::: Information :::

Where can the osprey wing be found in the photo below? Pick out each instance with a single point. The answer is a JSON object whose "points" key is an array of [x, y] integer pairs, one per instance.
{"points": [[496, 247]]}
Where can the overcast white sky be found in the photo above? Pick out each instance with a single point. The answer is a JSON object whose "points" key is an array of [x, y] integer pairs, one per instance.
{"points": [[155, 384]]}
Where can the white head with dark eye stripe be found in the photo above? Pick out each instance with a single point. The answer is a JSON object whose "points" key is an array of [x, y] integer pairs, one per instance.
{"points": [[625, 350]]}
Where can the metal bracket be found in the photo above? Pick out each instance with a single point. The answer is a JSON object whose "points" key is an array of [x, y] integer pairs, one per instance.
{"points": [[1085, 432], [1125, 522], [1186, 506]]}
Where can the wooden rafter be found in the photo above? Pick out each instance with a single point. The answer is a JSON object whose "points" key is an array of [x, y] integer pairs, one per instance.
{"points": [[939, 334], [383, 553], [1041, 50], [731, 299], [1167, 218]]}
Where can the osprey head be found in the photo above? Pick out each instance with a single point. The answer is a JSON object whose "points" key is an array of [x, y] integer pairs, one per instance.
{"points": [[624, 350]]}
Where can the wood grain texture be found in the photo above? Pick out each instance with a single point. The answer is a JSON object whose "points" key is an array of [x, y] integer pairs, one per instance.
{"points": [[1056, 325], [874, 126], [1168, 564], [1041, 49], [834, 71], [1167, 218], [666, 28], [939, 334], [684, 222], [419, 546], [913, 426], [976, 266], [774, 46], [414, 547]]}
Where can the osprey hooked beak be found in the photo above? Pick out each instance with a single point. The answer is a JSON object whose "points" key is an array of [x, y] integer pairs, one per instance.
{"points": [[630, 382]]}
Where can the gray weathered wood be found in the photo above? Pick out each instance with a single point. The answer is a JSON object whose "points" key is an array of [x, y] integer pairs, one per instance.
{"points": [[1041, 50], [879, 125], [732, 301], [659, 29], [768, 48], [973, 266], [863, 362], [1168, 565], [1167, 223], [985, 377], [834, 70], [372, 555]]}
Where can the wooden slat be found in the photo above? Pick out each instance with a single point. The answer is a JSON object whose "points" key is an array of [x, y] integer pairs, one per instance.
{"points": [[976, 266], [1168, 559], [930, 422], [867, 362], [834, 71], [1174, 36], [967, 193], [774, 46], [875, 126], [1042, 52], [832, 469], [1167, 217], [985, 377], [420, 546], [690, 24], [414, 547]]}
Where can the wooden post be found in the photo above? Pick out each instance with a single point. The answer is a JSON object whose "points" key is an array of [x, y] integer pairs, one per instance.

:::

### Task item
Lines before the one containing "Where can the wooden slat" are to be left out; that line and every line after it through the end of the data should be copied exactly.

### Solved exercise
Where can the wooden slat be found in the photo above? Pick out each instance with a single point. The answer is a JSON object whose "points" key is an array of [x, y] integer pairs, one per instance.
{"points": [[976, 266], [1168, 559], [930, 422], [867, 362], [834, 71], [1174, 36], [967, 193], [774, 46], [875, 126], [1042, 52], [832, 469], [1167, 217], [985, 377], [420, 546], [690, 24], [414, 547]]}
Where can the wooden post be found in the photo above? Pick out each instance with a single point. The answer is a JSON object whose "points" key is an array of [x, y] integer pairs, one per instance.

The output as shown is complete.